J.M., were you thinking of the effect of reordering the columns? Changing the order of the rows does not permute the entries in the solutions to the system, so there's no unscrambling to be done. –  Dan Ramras Nov 27 '10 at 7:00

3 Answers 3

up vote 3 down vote accepted

Let us consider a $2 \times 2$ example. We will then extend this higher dimensions.

Let $$A = \begin{bmatrix}A_{11} & A_{12}\\A_{21} & A_{22} \end{bmatrix}$$

$$b = \begin{bmatrix}b_1 \\b_2 \end{bmatrix}$$

So you now want to solve $Ax_1 = b$.

$x_1$ is given by $A^{-1}b$.

Now you swap the two rows of $A$ and $b$. Call them $\tilde{A}$ and $\tilde{b}$ respectively.

$$\tilde{A} = \begin{bmatrix}A_{21} & A_{22}\\A_{11} & A_{12} \end{bmatrix}$$

$$\tilde{b} = \begin{bmatrix}b_2 \\b_1 \end{bmatrix}$$

Now how do we relate $\tilde{A}$ and $A$ and similarly $\tilde{b}$ and $b$.

The relation is given by a Permutation matrix $P$.

$\tilde{A} = P A$ and $\tilde{b} = P b$.

The matrix $P$ is given by:

$$\tilde{P} = \begin{bmatrix}0 & 1\\1 & 0 \end{bmatrix}$$

Check that $\tilde{A} = P A$ and $\tilde{b} = P b$.

-- RECORDED DATA --

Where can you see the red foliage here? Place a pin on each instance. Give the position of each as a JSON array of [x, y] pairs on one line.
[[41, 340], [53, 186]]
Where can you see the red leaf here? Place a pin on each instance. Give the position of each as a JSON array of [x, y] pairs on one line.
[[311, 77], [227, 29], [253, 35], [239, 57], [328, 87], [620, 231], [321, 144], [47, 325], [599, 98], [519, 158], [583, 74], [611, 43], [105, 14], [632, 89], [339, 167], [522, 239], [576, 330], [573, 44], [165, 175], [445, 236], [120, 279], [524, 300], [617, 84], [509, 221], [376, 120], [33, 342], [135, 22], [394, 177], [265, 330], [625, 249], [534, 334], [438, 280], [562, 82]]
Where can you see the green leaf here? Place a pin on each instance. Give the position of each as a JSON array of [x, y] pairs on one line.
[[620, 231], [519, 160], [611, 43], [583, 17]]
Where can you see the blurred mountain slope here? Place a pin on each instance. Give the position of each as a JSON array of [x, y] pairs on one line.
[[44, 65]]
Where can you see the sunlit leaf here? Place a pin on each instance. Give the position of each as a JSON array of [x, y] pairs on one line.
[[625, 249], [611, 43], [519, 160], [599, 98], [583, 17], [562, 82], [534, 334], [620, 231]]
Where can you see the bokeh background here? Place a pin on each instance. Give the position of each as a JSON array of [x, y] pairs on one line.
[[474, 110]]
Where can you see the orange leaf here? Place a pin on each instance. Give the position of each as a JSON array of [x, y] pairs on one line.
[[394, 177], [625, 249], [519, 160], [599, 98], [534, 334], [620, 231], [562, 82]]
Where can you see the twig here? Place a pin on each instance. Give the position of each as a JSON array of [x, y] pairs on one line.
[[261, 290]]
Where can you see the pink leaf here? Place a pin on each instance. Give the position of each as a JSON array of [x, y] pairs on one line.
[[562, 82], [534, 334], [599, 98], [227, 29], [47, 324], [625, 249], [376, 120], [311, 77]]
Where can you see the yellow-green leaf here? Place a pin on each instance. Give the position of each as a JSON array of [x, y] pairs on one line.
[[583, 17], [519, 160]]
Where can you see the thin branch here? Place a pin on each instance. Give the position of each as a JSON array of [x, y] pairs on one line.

-- GIVEN TASK 1 --
Please reproduce verbatim the part of the thread on swapping rows running from "Now you swap" down to "Permutation matrix $P$.".
-- GIVEN TASK 2 --
Answer these from the thread on swapping rows:
(a) According to Dan Ramras, what does changing the order of the rows not do?
(b) What is $x_1$ given by?
(c) What kind of matrix gives the relation between $\tilde{A}$ and $A$?
Answer using only the thread on swapping rows, not the records.

-- FINAL ANSWER 1 --
Now you swap the two rows of $A$ and $b$. Call them $\tilde{A}$ and $\tilde{b}$ respectively.

$$\tilde{A} = \begin{bmatrix}A_{21} & A_{22}\\A_{11} & A_{12} \end{bmatrix}$$

$$\tilde{b} = \begin{bmatrix}b_2 \\b_1 \end{bmatrix}$$

Now how do we relate $\tilde{A}$ and $A$ and similarly $\tilde{b}$ and $b$.

The relation is given by a Permutation matrix $P$.

-- FINAL ANSWER 2 --
(a) It does not permute the entries in the solutions to the system.
(b) $A^{-1}b$
(c) A permutation matrix, $P$.